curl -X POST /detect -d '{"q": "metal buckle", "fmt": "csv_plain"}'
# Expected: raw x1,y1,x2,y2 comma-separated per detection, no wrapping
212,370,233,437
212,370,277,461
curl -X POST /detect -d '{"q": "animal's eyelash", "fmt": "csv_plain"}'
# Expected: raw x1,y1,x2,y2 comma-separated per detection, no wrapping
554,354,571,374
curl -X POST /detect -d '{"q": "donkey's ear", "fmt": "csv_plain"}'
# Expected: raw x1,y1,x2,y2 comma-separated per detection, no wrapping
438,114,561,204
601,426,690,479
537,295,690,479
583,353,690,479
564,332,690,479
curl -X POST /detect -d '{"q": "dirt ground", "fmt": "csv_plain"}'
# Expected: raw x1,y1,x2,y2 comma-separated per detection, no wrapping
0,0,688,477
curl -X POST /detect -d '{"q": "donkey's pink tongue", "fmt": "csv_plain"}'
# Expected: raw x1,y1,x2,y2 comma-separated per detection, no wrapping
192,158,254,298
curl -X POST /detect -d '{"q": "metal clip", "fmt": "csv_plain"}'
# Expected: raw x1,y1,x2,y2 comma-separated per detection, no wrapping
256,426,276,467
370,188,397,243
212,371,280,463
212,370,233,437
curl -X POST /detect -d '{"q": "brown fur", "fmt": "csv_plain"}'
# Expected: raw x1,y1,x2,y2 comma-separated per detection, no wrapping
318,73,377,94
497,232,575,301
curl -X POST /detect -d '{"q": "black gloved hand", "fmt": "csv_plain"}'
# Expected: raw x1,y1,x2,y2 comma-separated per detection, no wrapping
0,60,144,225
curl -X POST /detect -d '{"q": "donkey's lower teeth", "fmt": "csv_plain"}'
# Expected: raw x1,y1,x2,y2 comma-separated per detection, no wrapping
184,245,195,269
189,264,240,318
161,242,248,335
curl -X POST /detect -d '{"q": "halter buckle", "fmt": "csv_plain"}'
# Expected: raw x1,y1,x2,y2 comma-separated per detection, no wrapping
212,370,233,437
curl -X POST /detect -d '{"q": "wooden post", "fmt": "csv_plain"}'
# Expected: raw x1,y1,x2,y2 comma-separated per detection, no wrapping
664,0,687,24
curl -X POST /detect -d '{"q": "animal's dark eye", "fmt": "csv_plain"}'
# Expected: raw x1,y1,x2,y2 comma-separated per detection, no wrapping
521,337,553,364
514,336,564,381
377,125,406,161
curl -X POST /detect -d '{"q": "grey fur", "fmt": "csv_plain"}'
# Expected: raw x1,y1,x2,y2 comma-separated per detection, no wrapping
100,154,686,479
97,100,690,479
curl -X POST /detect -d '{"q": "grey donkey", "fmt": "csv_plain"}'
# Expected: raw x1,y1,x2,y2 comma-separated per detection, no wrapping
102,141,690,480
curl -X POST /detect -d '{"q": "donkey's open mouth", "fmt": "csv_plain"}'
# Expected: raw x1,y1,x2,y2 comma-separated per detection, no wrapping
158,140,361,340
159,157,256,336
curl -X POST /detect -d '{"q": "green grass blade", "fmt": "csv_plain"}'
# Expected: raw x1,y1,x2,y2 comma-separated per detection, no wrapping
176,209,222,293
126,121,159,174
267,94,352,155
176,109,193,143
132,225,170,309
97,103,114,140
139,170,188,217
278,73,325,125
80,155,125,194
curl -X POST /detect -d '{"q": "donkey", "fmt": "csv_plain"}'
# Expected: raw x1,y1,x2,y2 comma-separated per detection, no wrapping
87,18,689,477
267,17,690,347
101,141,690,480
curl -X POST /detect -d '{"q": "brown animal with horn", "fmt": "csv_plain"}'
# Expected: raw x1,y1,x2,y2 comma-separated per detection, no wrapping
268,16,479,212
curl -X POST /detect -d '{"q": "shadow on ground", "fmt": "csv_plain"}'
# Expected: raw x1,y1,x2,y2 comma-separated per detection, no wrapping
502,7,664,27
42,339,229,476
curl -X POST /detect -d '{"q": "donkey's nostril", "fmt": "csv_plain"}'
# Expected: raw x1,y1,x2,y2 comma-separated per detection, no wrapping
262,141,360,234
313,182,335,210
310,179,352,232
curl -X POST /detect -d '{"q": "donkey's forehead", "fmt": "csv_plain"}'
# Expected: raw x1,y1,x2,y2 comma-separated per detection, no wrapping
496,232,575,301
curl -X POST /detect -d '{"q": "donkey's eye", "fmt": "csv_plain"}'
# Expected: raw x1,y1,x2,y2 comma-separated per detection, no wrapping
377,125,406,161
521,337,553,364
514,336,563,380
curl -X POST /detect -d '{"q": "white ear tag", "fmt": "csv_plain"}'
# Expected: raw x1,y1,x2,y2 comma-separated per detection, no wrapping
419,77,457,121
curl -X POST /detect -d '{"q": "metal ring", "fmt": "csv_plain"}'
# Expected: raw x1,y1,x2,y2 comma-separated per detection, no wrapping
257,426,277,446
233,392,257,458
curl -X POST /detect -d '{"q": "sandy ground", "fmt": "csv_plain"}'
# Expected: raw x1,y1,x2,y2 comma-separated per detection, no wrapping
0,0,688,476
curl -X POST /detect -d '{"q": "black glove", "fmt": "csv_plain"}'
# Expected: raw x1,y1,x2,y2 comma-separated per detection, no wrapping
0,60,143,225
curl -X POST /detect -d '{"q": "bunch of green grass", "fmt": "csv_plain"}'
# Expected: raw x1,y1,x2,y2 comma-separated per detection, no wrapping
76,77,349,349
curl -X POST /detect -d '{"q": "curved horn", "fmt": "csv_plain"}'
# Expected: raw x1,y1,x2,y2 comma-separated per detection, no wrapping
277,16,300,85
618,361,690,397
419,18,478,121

+ + + + + + +

TASK STATEMENT :: Each record should be given again exactly as it reads.

TASK RESPONSE ::
curl -X POST /detect -d '{"q": "metal buckle", "fmt": "csv_plain"}'
# Expected: raw x1,y1,x2,y2 comma-separated per detection, no wrapping
212,370,233,437
212,370,277,461
curl -X POST /detect -d '{"q": "animal's eyelash", "fmt": "csv_plain"}'
# Expected: raw x1,y1,x2,y2 comma-separated per detection, no wrapping
554,354,571,374
curl -X POST /detect -d '{"q": "donkey's ear", "fmt": "csv_plain"}'
# Expected: raw x1,y1,x2,y2 comma-separated per detection, no wrapping
438,114,561,204
601,426,690,479
537,295,690,479
583,353,690,479
564,332,690,479
curl -X POST /detect -d '{"q": "dirt ground", "fmt": "csv_plain"}'
# Expected: raw x1,y1,x2,y2 comma-separated per detection, no wrapping
0,0,688,477
curl -X POST /detect -d '{"q": "donkey's pink tongue", "fmt": "csv_plain"}'
# Expected: raw x1,y1,x2,y2 comma-separated per detection, no wrapping
192,158,254,298
curl -X POST /detect -d '{"q": "metal clip", "fmt": "csv_plain"}'
# Expected: raw x1,y1,x2,y2 comma-separated per detection, no wrapping
256,426,276,467
370,188,397,243
212,371,280,463
212,370,233,437
curl -X POST /detect -d '{"q": "brown fur", "fmt": "csv_plain"}'
# Expected: raw x1,y1,x2,y2 comma-separated per detection, no wrapping
318,73,377,94
497,232,575,301
curl -X POST /detect -d '{"q": "black gloved hand", "fmt": "csv_plain"}'
# Expected: raw x1,y1,x2,y2 comma-separated per detection, no wrapping
0,60,144,225
curl -X POST /detect -d '{"q": "donkey's lower teeth", "fmt": "csv_plain"}'
# Expected: raw x1,y1,x2,y2 comma-separated per detection, no wrapping
184,245,195,269
189,264,240,318
161,242,248,335
curl -X POST /detect -d '{"q": "halter buckle", "fmt": "csv_plain"}'
# Expected: raw x1,y1,x2,y2 comma-separated per detection, no wrapping
212,370,233,437
curl -X POST /detect -d '{"q": "wooden post", "fmt": "csv_plain"}'
# Expected: raw x1,y1,x2,y2 comma-separated per detection, no wrapping
664,0,687,24
curl -X POST /detect -d '{"q": "animal's dark eye", "fmt": "csv_plain"}'
# Expected: raw x1,y1,x2,y2 comma-separated per detection, no wrapping
521,337,553,364
514,336,564,381
377,125,406,161
curl -X POST /detect -d '{"q": "grey fur", "fmt": "csv_plain"}'
# Expected: raw x1,y1,x2,y2 comma-separated per detection, no wrapping
100,154,686,479
97,100,690,479
curl -X POST /detect -d '{"q": "grey donkey", "fmt": "csv_plain"}'
# Expected: raw x1,y1,x2,y2 comma-separated per detection, no wrapping
102,141,690,480
curl -X POST /detect -d '{"q": "donkey's open mouth", "fmt": "csv_plain"}'
# Expected: raw x1,y1,x2,y2 comma-separated per detection, no wrapping
158,140,361,340
159,157,256,336
curl -X POST /detect -d '{"q": "green grass blade", "fmt": "csv_plain"}'
# Expected: raw x1,y1,x2,y2 comma-separated per detection, no wrapping
176,209,222,293
126,121,159,174
267,94,352,155
176,109,193,143
132,225,170,309
97,103,114,140
139,170,188,217
278,73,325,125
80,155,125,194
curl -X POST /detect -d '{"q": "donkey", "fmt": "csv_plain"}'
# Expected: raw x1,y1,x2,y2 comma-separated per detection, no wrapping
87,18,689,477
267,17,690,347
101,141,690,480
curl -X POST /detect -d '{"q": "brown animal with horn", "fmt": "csv_plain"}'
# Expected: raw x1,y1,x2,y2 comma-separated per detection, no wrapping
268,16,479,212
curl -X POST /detect -d '{"q": "shadow on ground", "fmt": "csv_plain"}'
# Expected: raw x1,y1,x2,y2 comma-separated per detection, no wrapping
502,7,664,27
42,339,229,476
curl -X POST /detect -d '{"q": "donkey's nostril", "fmt": "csv_plain"}'
# Expected: raw x1,y1,x2,y2 comma-separated per detection, no wrapping
262,141,360,234
313,182,335,210
310,179,352,232
curl -X POST /detect -d '{"q": "donkey's forehead", "fmt": "csv_plain"}'
# Expected: raw x1,y1,x2,y2 comma-separated per detection, no wrapping
496,232,575,301
curl -X POST /detect -d '{"q": "donkey's eye", "fmt": "csv_plain"}'
# Expected: raw x1,y1,x2,y2 comma-separated per detection, no wrapping
377,125,406,161
521,337,553,364
514,336,563,380
curl -X POST /detect -d '{"q": "white ear tag", "fmt": "csv_plain"}'
# Expected: raw x1,y1,x2,y2 comma-separated per detection, no wrapping
419,77,457,121
curl -X POST /detect -d '{"q": "metal ring", "fmt": "csv_plain"}'
# Expected: raw x1,y1,x2,y2 comma-separated per detection, no wrapping
257,426,277,446
233,392,257,458
curl -X POST /detect -d '{"q": "sandy ground", "fmt": "csv_plain"}'
# Expected: raw x1,y1,x2,y2 comma-separated per detection, no wrapping
0,0,688,476
curl -X POST /detect -d '{"q": "black glove", "fmt": "csv_plain"}'
# Expected: raw x1,y1,x2,y2 comma-separated per detection, no wrapping
0,60,143,225
curl -X POST /detect -d '{"q": "bunch of green grass", "fmt": "csv_plain"}'
# Expected: raw x1,y1,x2,y2 comma-separated per detection, no wrapping
76,77,349,349
curl -X POST /detect -d '{"q": "curved horn", "fmt": "csv_plain"}'
# Expected: raw x1,y1,x2,y2 comma-separated per detection, no wrapping
277,16,300,85
618,361,690,397
419,18,478,121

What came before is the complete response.